[Exercise]: Write back every entry exactly as it reads, with the pictures left behind.

*** Begin section ***

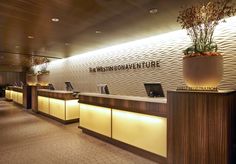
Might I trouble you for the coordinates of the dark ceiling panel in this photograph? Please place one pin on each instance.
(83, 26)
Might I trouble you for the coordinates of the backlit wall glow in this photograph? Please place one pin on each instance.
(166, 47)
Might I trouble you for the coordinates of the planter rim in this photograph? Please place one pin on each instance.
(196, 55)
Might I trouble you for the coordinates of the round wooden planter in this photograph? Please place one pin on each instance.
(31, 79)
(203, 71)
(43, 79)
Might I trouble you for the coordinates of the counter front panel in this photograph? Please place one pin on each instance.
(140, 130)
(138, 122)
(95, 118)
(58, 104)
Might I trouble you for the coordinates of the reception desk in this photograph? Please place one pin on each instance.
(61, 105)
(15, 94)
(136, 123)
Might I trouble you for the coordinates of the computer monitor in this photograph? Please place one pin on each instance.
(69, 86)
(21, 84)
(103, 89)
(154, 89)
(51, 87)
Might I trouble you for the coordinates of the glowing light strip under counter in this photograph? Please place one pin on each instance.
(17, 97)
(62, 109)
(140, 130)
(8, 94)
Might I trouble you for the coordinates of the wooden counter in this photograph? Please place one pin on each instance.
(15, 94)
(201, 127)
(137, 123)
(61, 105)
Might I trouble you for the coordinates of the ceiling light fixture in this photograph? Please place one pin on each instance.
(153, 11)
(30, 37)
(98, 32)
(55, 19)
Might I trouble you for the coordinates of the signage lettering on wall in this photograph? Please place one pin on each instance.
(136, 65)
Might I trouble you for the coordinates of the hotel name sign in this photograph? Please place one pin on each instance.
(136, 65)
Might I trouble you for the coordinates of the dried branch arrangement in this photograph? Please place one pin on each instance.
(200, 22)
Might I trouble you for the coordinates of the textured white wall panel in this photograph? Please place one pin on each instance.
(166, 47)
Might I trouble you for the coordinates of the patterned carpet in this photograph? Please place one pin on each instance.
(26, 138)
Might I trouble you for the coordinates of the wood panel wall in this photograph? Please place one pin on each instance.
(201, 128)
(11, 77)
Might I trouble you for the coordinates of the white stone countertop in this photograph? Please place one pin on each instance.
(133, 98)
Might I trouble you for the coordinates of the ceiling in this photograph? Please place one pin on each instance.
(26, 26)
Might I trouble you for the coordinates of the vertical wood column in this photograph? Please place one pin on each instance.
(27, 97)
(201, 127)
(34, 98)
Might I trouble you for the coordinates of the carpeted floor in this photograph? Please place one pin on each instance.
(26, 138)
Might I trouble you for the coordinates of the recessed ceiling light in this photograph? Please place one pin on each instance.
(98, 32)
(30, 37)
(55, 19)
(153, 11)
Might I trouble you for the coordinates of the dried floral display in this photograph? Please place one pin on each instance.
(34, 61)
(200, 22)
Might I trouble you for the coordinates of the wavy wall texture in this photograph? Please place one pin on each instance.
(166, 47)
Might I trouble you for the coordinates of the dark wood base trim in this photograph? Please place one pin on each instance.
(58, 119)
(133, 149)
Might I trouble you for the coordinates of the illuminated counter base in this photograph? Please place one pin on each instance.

*** End section ***

[Result]:
Might I trouble you for the coordinates of the dark ceiling panel in this photograph? Please place one pin on each instance.
(83, 26)
Might I trouble you for the coordinates of the backlit wall glow in this photograph? Please place one pin on each instance.
(166, 47)
Might I trouble you for the coordinates of the planter rim in this photograph? Please place one pin on each instance.
(196, 55)
Might I trouble you for the coordinates of the round wooden planter in this photograph? Please place one pin on each instance.
(31, 79)
(203, 71)
(43, 79)
Might I trouble you for the coordinates of the counter front panel in this photograph? Please place one pin on each instance.
(140, 130)
(138, 122)
(95, 118)
(58, 104)
Might I trouble you for the coordinates of the reception desk in this photograph? Please place one pin on each instance.
(61, 105)
(15, 94)
(136, 123)
Might I trouble you for the coordinates of the computer monitor in this photograph? Please place one pin on each instance.
(69, 86)
(21, 84)
(103, 89)
(154, 89)
(51, 87)
Might I trouble you for the coordinates of the glowing light strip under counter in this photograph? Please place one pin on each instance.
(17, 97)
(62, 109)
(140, 130)
(8, 94)
Might I trouble you for the coordinates of the wooden counter in this photograph? Please place one pin on each instance.
(15, 94)
(201, 127)
(137, 123)
(61, 105)
Might I trouble you for the coordinates of the ceiling light fixture in this photograph? Please place one pin on each instance.
(153, 11)
(30, 37)
(98, 32)
(55, 19)
Might I trouble you for the coordinates of the signage lettering on wall in this photograph? Please place one pin on each instance.
(136, 65)
Might I trouble you for the coordinates of the hotel name sign in this photograph? Please place one pin on each instance.
(136, 65)
Might I trouble you for the coordinates of the dried branch arrangement in this photograph? Please place one pin on each instance.
(200, 22)
Might I trouble you for the coordinates of the textured white wall panel in this photograph? Please place one pin on each instance.
(166, 47)
Might I trouble you for the coordinates of the patterned carpet in this photograph? Please place one pin on each instance.
(26, 138)
Might I trouble you for the coordinates of the wood panel wall in this photograph? Please place one pin on each instance.
(201, 128)
(11, 77)
Might I trouble you for the coordinates of the white stone countertop in this photograph? Please place one pin on each instance.
(133, 98)
Might I trouble you for the coordinates of the ceiling in this photograph? Please place one pin on each instance.
(26, 26)
Might I trouble you for the coordinates of the vertical wood column in this photograph? Please place one pin on each instance.
(27, 97)
(201, 127)
(34, 98)
Might I trouble you for the coordinates of the carpeted floor in this photograph? Please place one pin on each instance.
(26, 138)
Might I trouble you for the coordinates of the recessed ceiling light in this photograph? Please place one pin on each instance.
(98, 32)
(30, 37)
(55, 19)
(153, 11)
Might I trouble you for the coordinates of the dried floral display in this photograph? Please place one pin on each instance.
(34, 61)
(200, 22)
Might I trouble you for the coordinates of the wavy wall texture in this photograph? Please place one pin on each instance.
(166, 47)
Might I trouble you for the coordinates of the dark wood base trim in this photograph? Please place one pin on each instance.
(58, 119)
(133, 149)
Might I trouble you for the coordinates of the illuminated counter base in this photograph? Please place one pin on each instance.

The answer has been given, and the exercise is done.